# Description of the task
Using the records below, copy out exactly the line that contains "Practice. Find the pink boundary" and every line that follows it, up to and including the last, and no others.

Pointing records

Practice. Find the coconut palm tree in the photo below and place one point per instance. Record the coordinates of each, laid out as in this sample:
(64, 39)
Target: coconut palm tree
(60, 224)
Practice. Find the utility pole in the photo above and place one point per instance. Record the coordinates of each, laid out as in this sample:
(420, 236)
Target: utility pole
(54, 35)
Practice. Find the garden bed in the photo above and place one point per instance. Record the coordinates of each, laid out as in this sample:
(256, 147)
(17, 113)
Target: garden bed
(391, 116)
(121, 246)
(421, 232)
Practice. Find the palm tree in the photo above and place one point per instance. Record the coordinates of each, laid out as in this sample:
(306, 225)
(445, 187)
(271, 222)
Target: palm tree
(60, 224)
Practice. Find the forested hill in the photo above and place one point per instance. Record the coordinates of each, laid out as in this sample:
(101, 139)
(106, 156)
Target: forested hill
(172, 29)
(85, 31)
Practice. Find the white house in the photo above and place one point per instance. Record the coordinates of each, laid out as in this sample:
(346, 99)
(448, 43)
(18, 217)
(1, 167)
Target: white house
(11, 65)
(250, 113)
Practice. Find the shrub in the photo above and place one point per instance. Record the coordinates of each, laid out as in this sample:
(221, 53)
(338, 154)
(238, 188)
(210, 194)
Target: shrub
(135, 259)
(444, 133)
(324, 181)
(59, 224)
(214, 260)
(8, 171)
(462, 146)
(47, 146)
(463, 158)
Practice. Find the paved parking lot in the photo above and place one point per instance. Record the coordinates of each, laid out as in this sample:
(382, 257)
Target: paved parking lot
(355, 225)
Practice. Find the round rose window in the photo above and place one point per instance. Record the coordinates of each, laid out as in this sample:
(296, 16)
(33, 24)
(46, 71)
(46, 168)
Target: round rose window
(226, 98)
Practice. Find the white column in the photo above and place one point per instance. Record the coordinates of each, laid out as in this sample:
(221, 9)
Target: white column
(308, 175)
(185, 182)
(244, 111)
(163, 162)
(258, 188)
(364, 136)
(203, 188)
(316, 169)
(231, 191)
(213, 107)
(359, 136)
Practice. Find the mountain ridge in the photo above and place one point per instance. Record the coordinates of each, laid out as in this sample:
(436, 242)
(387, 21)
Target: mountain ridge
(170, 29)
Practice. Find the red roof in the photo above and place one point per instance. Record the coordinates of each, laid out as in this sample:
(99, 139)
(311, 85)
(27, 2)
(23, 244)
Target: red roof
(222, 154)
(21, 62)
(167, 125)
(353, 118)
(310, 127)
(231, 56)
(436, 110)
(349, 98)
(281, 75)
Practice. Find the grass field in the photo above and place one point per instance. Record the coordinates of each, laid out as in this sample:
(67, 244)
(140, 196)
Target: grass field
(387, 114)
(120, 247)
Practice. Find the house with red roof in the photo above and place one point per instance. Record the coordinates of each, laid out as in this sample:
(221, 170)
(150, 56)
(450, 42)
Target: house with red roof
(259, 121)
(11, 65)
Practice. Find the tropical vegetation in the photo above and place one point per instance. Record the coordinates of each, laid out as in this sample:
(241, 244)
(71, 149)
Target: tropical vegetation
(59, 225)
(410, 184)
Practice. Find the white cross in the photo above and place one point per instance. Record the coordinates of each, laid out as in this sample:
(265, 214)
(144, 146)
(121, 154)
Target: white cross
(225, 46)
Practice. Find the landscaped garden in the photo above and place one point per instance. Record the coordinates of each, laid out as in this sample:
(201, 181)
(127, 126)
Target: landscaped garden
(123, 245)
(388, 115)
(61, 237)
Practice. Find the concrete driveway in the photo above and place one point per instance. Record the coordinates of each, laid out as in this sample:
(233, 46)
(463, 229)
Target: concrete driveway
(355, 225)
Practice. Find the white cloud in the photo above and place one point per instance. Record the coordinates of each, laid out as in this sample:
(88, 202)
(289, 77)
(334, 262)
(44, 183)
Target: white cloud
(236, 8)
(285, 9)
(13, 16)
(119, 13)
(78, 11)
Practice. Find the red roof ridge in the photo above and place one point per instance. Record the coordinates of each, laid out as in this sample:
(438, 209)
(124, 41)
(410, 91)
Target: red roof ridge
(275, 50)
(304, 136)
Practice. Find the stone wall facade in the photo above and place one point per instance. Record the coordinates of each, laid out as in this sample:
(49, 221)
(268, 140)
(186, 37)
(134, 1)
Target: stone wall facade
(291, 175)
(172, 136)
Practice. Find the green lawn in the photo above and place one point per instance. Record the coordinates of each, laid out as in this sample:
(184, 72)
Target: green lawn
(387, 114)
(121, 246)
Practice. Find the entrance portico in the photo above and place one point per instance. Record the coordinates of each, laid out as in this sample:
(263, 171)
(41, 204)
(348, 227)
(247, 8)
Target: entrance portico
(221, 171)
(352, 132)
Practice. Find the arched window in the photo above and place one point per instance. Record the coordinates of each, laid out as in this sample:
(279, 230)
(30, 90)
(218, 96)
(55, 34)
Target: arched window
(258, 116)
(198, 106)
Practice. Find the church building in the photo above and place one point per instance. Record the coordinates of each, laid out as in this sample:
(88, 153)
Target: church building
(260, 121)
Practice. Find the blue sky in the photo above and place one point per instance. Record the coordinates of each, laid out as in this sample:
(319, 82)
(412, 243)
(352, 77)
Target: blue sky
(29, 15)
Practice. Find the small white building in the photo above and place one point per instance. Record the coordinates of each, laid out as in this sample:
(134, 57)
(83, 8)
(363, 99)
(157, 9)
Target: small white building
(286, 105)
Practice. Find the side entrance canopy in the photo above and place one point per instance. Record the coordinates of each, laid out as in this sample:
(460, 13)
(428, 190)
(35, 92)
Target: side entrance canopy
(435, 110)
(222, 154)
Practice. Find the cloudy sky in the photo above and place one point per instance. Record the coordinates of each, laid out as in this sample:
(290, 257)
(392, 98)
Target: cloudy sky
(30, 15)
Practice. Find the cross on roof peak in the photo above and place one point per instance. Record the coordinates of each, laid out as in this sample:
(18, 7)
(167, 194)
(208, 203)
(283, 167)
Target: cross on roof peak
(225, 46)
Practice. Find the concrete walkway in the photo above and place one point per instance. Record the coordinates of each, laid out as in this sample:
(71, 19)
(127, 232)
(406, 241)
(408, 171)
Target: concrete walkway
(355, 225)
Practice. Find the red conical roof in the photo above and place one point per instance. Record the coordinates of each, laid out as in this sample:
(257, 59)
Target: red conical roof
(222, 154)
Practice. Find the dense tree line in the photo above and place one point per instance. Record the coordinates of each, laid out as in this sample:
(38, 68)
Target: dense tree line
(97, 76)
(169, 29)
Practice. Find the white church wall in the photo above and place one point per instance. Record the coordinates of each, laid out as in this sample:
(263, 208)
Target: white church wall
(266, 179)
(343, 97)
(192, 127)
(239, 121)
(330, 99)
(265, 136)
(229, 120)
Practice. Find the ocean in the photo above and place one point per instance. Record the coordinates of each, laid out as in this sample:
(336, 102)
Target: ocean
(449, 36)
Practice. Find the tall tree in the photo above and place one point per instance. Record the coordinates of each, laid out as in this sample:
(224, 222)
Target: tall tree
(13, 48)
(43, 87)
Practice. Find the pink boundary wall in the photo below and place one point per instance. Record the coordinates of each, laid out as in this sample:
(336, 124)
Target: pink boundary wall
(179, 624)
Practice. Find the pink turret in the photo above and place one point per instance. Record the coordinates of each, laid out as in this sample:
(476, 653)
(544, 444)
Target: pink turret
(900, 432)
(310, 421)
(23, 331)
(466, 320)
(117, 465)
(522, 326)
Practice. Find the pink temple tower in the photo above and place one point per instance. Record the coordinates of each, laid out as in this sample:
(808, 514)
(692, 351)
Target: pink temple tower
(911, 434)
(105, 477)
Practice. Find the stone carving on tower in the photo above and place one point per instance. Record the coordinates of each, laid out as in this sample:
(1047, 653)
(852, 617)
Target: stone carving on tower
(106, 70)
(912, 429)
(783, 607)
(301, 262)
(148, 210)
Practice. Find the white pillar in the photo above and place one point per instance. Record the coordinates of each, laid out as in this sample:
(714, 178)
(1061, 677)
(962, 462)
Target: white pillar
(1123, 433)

# Finished task
Practice. Find the pink boundary wall in the photo below and place one point per instance. Record the coordinates of each, laid out as in this sample:
(336, 124)
Target: pink boundary wall
(179, 624)
Practice. Find the pink turret in the photo above and place one point per instance. Record the coordinates of each, laid out as in this sample:
(476, 653)
(544, 444)
Target: pink turret
(900, 432)
(310, 421)
(23, 331)
(466, 320)
(117, 465)
(522, 326)
Practice. Find the pink temple tower in the photo above and place one point per instance. Record the coordinates of each, laid out as in this sample:
(808, 514)
(692, 351)
Target: pink temple tower
(911, 434)
(105, 477)
Practice. Find the stone carving on tower in the photo above and place one point per instance. Record the coordinates of each, laid out as in this sample:
(1047, 653)
(852, 617)
Target: stone carving on tower
(106, 70)
(912, 429)
(783, 607)
(301, 262)
(148, 210)
Practice. Find the white pillar in the photo above and place one point per instance. Record the coordinates of each, laid out as in this sample:
(714, 178)
(1061, 677)
(962, 462)
Target: white pillar
(1123, 433)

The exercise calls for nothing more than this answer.